EXERCISE TASK
Please report how many lines in the data below contain the word "black". Give only the number.
-- start of DATA FOR THIS EXERCISE --
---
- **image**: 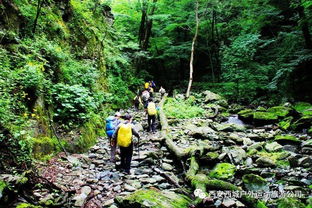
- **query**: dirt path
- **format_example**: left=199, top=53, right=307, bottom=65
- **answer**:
left=39, top=98, right=179, bottom=207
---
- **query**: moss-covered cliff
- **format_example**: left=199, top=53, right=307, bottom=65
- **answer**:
left=0, top=0, right=140, bottom=169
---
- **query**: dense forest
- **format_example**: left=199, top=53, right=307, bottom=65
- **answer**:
left=0, top=0, right=312, bottom=208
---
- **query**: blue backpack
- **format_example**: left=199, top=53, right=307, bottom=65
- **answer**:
left=106, top=116, right=116, bottom=137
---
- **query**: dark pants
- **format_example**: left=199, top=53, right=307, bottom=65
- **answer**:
left=134, top=102, right=140, bottom=110
left=147, top=115, right=156, bottom=132
left=120, top=143, right=133, bottom=173
left=109, top=138, right=116, bottom=163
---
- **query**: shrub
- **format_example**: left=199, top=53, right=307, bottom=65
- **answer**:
left=49, top=83, right=97, bottom=125
left=164, top=97, right=205, bottom=119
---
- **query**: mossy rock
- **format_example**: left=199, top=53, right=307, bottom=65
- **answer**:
left=256, top=106, right=267, bottom=112
left=115, top=189, right=191, bottom=208
left=30, top=137, right=57, bottom=159
left=294, top=102, right=312, bottom=113
left=237, top=109, right=253, bottom=122
left=205, top=152, right=219, bottom=160
left=257, top=151, right=290, bottom=163
left=253, top=112, right=278, bottom=124
left=209, top=163, right=236, bottom=179
left=243, top=174, right=269, bottom=191
left=268, top=106, right=291, bottom=118
left=291, top=115, right=312, bottom=131
left=277, top=198, right=305, bottom=208
left=275, top=135, right=301, bottom=144
left=16, top=203, right=42, bottom=208
left=278, top=116, right=293, bottom=130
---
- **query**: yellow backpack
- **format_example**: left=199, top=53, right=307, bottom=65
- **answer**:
left=117, top=123, right=132, bottom=147
left=147, top=102, right=157, bottom=116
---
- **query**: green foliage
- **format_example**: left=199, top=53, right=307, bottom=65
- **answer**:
left=222, top=34, right=269, bottom=103
left=209, top=163, right=236, bottom=179
left=51, top=83, right=97, bottom=123
left=164, top=98, right=205, bottom=119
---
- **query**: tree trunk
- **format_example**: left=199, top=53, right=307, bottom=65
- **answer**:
left=186, top=0, right=199, bottom=98
left=32, top=0, right=44, bottom=35
left=297, top=3, right=312, bottom=49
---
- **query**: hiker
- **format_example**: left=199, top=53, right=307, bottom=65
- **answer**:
left=113, top=114, right=140, bottom=174
left=106, top=112, right=121, bottom=163
left=133, top=94, right=143, bottom=111
left=144, top=81, right=150, bottom=90
left=148, top=87, right=154, bottom=97
left=149, top=80, right=156, bottom=91
left=142, top=90, right=150, bottom=109
left=147, top=98, right=157, bottom=133
left=159, top=86, right=166, bottom=97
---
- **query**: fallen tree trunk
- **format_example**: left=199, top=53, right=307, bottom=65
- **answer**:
left=159, top=94, right=190, bottom=159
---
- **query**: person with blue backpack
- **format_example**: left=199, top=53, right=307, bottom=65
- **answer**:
left=106, top=112, right=121, bottom=163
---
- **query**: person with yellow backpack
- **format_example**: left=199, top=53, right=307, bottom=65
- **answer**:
left=113, top=114, right=140, bottom=174
left=146, top=97, right=157, bottom=133
left=144, top=81, right=150, bottom=90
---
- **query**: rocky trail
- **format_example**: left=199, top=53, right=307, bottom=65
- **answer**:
left=38, top=98, right=184, bottom=207
left=29, top=93, right=312, bottom=208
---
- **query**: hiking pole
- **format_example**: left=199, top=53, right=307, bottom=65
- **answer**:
left=138, top=137, right=140, bottom=160
left=48, top=111, right=68, bottom=157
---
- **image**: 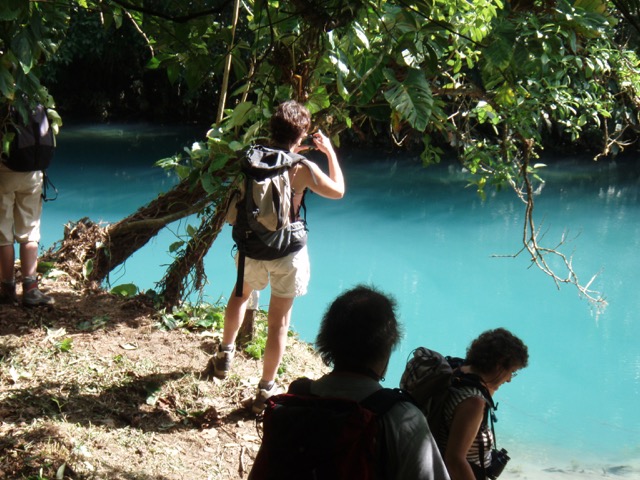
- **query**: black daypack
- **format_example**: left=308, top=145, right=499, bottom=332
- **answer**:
left=5, top=105, right=58, bottom=201
left=227, top=145, right=307, bottom=296
left=400, top=347, right=509, bottom=479
left=6, top=105, right=56, bottom=172
left=400, top=347, right=496, bottom=446
left=249, top=379, right=410, bottom=480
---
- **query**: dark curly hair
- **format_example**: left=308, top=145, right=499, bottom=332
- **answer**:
left=465, top=328, right=529, bottom=374
left=316, top=285, right=402, bottom=370
left=271, top=100, right=311, bottom=147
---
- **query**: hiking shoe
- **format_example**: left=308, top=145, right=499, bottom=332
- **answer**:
left=0, top=282, right=18, bottom=305
left=22, top=288, right=55, bottom=307
left=250, top=382, right=282, bottom=415
left=209, top=349, right=235, bottom=379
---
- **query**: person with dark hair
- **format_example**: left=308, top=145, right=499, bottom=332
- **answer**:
left=435, top=328, right=529, bottom=480
left=210, top=100, right=345, bottom=413
left=302, top=285, right=449, bottom=480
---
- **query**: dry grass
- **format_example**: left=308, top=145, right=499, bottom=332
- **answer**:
left=0, top=274, right=324, bottom=480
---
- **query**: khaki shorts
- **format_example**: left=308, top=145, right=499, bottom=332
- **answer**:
left=0, top=163, right=42, bottom=246
left=244, top=246, right=311, bottom=298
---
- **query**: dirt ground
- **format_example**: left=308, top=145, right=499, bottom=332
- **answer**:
left=0, top=280, right=324, bottom=480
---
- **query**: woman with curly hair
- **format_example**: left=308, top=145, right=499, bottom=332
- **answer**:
left=436, top=328, right=529, bottom=480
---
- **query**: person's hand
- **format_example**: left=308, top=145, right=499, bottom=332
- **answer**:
left=311, top=130, right=333, bottom=155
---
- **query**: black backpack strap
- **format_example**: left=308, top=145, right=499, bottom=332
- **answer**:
left=360, top=388, right=411, bottom=415
left=236, top=250, right=245, bottom=297
left=287, top=377, right=313, bottom=396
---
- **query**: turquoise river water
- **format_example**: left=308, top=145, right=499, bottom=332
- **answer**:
left=43, top=125, right=640, bottom=478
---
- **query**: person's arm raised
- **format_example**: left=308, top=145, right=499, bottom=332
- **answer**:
left=294, top=131, right=345, bottom=200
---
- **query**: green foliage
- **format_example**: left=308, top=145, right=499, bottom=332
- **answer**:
left=55, top=338, right=73, bottom=353
left=158, top=303, right=224, bottom=330
left=109, top=283, right=140, bottom=298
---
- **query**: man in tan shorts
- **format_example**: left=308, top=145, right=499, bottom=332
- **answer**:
left=0, top=162, right=54, bottom=307
left=210, top=100, right=345, bottom=413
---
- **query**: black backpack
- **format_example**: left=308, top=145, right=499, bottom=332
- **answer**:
left=6, top=105, right=56, bottom=172
left=5, top=104, right=58, bottom=200
left=227, top=145, right=307, bottom=296
left=249, top=378, right=410, bottom=480
left=400, top=347, right=508, bottom=479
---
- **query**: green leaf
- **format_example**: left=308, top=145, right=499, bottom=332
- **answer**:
left=384, top=68, right=433, bottom=132
left=169, top=240, right=185, bottom=253
left=110, top=283, right=139, bottom=298
left=56, top=338, right=73, bottom=353
left=229, top=102, right=255, bottom=127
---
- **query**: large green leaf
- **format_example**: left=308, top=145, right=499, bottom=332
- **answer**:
left=384, top=68, right=433, bottom=132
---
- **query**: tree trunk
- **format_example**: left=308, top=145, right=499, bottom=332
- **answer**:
left=43, top=159, right=237, bottom=295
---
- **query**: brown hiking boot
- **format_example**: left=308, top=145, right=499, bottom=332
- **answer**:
left=22, top=277, right=55, bottom=307
left=0, top=282, right=18, bottom=305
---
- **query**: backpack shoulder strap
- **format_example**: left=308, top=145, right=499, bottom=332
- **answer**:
left=360, top=388, right=412, bottom=415
left=287, top=377, right=313, bottom=396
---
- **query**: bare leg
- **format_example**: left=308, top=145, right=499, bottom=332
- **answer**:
left=20, top=242, right=38, bottom=278
left=0, top=244, right=16, bottom=282
left=222, top=282, right=253, bottom=345
left=262, top=295, right=293, bottom=382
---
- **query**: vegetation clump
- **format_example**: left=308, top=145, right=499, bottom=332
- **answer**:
left=0, top=277, right=324, bottom=480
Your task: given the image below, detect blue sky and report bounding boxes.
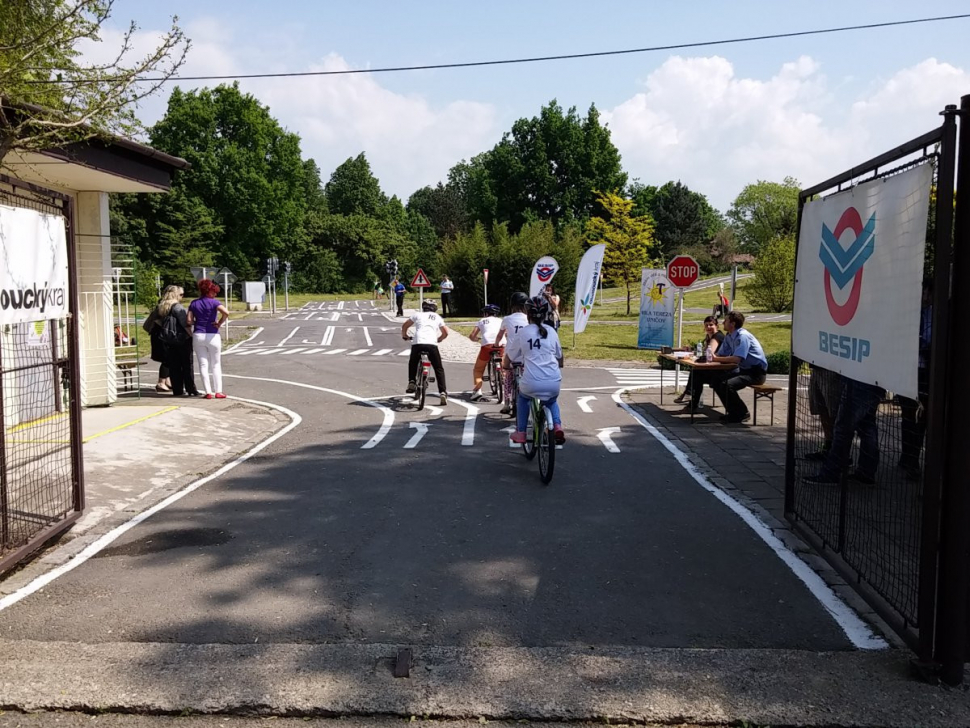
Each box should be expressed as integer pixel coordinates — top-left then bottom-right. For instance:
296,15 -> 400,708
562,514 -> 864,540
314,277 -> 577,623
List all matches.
96,0 -> 970,210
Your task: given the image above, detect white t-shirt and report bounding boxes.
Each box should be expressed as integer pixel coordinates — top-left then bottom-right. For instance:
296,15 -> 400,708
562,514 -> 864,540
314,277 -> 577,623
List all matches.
411,311 -> 445,345
505,324 -> 562,397
475,316 -> 502,346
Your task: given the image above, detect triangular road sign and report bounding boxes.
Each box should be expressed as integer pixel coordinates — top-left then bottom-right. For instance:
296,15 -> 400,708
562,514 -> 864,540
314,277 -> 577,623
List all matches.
411,268 -> 431,288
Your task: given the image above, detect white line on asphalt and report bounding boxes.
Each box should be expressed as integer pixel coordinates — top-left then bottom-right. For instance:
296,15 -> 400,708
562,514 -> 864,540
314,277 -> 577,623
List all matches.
404,422 -> 431,450
613,388 -> 889,650
451,399 -> 480,447
596,427 -> 620,452
0,396 -> 300,612
222,326 -> 263,354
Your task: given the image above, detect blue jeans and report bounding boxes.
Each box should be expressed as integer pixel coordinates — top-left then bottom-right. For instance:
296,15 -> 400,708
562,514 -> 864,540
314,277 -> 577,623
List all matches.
515,392 -> 562,432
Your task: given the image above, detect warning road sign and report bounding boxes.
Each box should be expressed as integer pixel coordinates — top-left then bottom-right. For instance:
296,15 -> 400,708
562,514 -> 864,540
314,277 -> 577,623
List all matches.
411,268 -> 431,288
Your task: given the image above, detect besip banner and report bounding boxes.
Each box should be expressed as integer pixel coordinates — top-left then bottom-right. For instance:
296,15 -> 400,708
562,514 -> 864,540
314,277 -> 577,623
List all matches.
0,205 -> 68,324
529,255 -> 559,298
792,164 -> 933,399
573,243 -> 606,334
637,268 -> 677,349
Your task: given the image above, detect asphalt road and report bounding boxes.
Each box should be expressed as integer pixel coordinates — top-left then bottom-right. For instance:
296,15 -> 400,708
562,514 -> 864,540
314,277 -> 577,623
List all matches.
0,302 -> 851,650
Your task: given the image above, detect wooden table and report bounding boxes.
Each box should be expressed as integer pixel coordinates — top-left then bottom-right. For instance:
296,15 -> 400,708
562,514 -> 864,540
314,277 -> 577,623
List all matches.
657,354 -> 738,424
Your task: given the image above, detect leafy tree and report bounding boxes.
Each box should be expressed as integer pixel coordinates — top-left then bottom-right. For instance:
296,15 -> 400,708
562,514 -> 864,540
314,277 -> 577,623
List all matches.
586,193 -> 654,316
747,235 -> 795,311
728,177 -> 800,255
0,0 -> 189,165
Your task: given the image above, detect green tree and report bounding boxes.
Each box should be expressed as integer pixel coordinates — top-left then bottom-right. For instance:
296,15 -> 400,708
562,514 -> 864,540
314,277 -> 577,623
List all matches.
727,177 -> 800,255
0,0 -> 189,167
747,235 -> 795,311
586,193 -> 654,316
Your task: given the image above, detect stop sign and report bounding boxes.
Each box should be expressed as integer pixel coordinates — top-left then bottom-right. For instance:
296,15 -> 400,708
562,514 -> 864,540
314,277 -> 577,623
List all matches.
667,255 -> 701,288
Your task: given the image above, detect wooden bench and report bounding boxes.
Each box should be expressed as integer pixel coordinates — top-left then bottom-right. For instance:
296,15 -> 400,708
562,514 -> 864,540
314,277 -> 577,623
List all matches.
749,384 -> 782,425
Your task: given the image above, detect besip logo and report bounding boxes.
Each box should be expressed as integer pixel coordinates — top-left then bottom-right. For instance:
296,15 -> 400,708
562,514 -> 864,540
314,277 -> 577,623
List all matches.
818,207 -> 876,326
536,265 -> 556,283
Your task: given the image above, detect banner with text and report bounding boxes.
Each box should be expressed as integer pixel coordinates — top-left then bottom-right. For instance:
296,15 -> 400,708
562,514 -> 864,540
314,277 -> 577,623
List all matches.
0,205 -> 68,324
529,255 -> 559,298
637,268 -> 677,349
573,243 -> 606,334
792,163 -> 933,399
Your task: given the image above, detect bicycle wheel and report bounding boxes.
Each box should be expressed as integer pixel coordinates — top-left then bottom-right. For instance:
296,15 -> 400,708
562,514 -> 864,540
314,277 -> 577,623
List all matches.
522,406 -> 536,460
537,407 -> 556,485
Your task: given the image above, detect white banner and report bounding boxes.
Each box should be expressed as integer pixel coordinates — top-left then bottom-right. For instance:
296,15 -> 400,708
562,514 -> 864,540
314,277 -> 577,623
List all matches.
0,205 -> 68,324
573,243 -> 606,334
529,255 -> 559,298
792,164 -> 933,399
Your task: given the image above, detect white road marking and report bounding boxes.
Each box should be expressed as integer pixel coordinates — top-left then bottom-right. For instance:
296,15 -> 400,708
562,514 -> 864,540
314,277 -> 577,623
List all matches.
451,399 -> 481,447
404,422 -> 431,450
0,392 -> 302,611
596,427 -> 620,452
613,388 -> 889,650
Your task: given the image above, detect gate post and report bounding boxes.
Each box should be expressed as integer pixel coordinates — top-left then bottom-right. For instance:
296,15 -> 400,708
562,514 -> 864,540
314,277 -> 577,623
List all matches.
934,96 -> 970,685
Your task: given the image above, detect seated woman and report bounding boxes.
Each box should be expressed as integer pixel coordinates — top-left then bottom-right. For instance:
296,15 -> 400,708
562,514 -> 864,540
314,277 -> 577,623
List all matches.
674,316 -> 724,412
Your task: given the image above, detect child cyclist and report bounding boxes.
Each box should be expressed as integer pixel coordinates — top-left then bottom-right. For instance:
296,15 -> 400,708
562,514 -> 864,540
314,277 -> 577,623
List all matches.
495,291 -> 529,415
506,296 -> 566,444
468,303 -> 502,402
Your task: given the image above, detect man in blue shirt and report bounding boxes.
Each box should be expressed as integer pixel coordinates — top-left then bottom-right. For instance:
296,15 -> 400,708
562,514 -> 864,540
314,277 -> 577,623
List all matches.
709,311 -> 768,423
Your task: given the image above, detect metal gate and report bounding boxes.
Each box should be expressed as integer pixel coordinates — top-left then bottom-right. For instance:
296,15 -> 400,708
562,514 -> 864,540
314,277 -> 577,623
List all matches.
0,175 -> 84,574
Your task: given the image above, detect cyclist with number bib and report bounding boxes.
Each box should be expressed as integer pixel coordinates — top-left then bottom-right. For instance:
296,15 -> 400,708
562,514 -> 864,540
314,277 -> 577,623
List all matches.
401,301 -> 449,407
495,291 -> 529,415
505,296 -> 566,445
468,303 -> 502,402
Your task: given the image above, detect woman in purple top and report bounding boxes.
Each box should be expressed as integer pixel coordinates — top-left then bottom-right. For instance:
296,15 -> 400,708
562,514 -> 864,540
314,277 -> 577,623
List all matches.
188,278 -> 229,399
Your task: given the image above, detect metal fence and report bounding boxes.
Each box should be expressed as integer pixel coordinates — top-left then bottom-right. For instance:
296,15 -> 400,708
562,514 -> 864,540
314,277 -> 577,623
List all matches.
0,175 -> 84,573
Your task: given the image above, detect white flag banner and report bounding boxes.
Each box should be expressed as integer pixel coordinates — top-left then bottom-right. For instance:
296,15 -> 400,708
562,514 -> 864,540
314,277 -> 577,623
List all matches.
0,205 -> 68,324
529,255 -> 559,298
792,164 -> 933,399
573,243 -> 606,334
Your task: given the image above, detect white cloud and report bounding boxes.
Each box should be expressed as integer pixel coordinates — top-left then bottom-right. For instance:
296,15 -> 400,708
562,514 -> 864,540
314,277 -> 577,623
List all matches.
603,56 -> 970,210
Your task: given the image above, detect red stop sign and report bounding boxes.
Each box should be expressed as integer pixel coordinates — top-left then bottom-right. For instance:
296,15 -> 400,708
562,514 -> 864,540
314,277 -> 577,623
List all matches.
667,255 -> 701,288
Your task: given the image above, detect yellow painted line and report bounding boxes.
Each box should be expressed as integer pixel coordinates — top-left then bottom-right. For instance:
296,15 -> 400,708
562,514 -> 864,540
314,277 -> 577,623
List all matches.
81,405 -> 178,442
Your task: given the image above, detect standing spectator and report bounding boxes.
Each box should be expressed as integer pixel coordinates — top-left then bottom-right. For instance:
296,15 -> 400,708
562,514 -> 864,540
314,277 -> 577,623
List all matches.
188,278 -> 229,399
441,276 -> 455,316
391,279 -> 407,316
708,311 -> 768,424
899,278 -> 933,480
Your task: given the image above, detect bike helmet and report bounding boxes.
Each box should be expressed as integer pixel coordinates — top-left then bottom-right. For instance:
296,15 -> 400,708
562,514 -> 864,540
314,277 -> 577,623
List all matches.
525,296 -> 550,323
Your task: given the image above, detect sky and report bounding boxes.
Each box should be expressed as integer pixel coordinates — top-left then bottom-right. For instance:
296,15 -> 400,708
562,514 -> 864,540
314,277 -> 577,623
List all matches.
83,0 -> 970,212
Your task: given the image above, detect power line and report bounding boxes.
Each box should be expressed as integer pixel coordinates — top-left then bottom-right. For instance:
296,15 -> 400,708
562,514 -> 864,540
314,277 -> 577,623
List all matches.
29,13 -> 970,84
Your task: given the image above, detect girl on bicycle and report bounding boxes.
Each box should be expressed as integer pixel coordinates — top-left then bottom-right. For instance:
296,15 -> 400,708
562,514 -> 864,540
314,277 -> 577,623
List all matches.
506,296 -> 566,444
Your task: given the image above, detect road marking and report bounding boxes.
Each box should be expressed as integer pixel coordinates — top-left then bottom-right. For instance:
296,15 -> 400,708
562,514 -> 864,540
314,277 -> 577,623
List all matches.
613,387 -> 889,650
451,399 -> 481,447
596,427 -> 620,452
277,326 -> 300,346
404,422 -> 431,450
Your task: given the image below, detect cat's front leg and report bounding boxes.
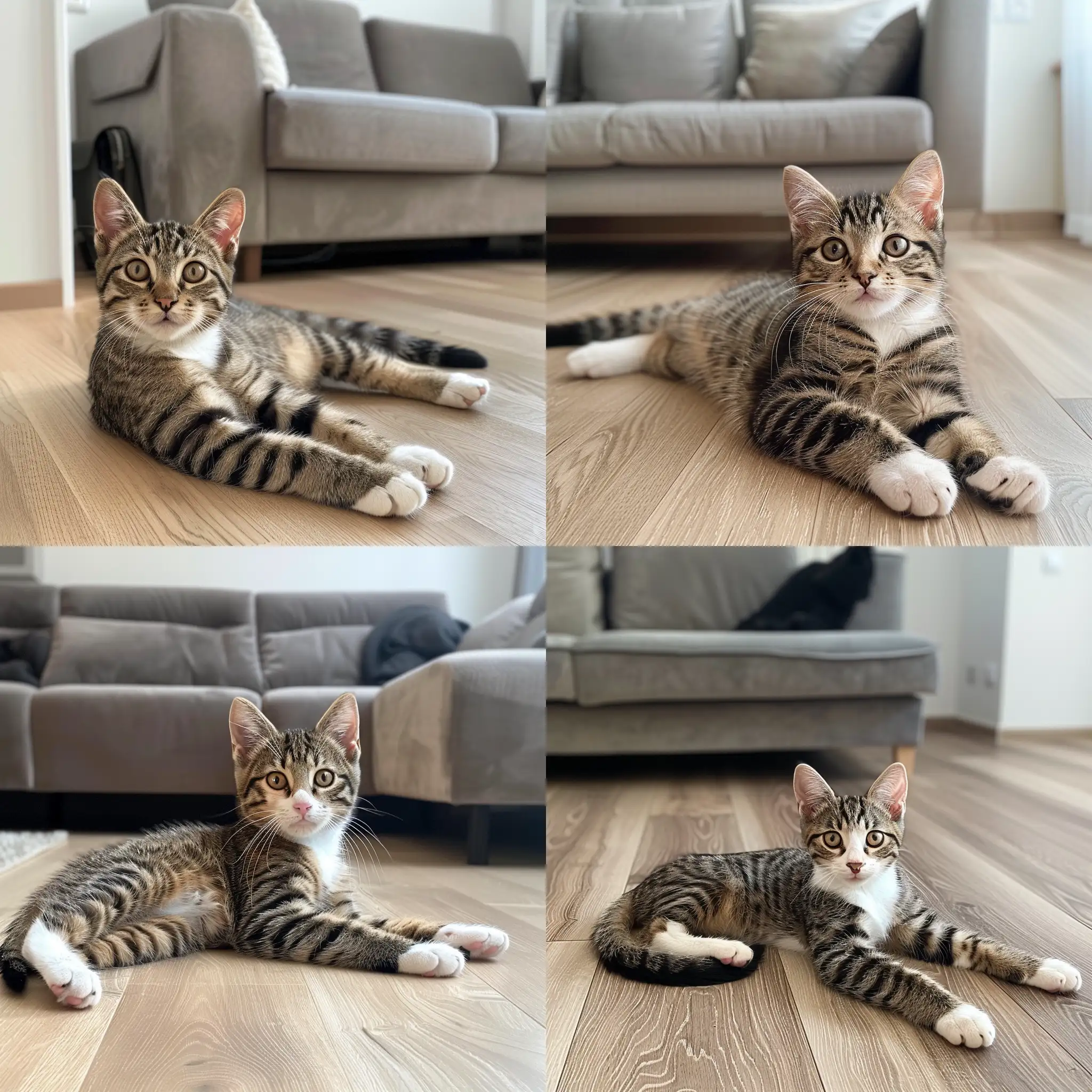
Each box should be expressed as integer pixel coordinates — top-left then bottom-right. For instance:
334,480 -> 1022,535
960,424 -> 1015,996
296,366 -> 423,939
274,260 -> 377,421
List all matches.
751,381 -> 958,517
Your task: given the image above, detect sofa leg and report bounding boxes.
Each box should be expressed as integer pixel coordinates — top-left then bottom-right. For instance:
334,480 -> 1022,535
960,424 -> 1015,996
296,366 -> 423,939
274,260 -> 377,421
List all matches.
466,804 -> 489,865
891,746 -> 917,773
235,246 -> 262,284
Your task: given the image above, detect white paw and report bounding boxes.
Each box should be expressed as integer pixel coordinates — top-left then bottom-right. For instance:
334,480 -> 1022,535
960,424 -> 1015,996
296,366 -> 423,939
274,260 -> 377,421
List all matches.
966,455 -> 1050,516
868,450 -> 958,516
933,1003 -> 997,1050
399,941 -> 466,978
353,471 -> 428,516
387,443 -> 455,489
435,922 -> 508,959
436,371 -> 489,410
1024,959 -> 1081,994
566,334 -> 652,379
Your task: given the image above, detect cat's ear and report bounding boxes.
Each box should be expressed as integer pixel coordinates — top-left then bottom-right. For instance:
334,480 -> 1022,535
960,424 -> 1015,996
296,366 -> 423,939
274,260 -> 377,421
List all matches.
93,178 -> 144,256
782,167 -> 839,236
891,150 -> 945,231
227,698 -> 277,762
315,693 -> 360,761
193,189 -> 247,262
793,762 -> 837,819
868,762 -> 909,821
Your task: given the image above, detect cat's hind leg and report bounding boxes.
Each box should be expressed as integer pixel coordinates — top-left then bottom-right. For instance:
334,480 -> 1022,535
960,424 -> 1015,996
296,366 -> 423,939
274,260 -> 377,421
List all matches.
-- end of DATA FOR THIS EXERCISE --
REPLY TO THE TASK
3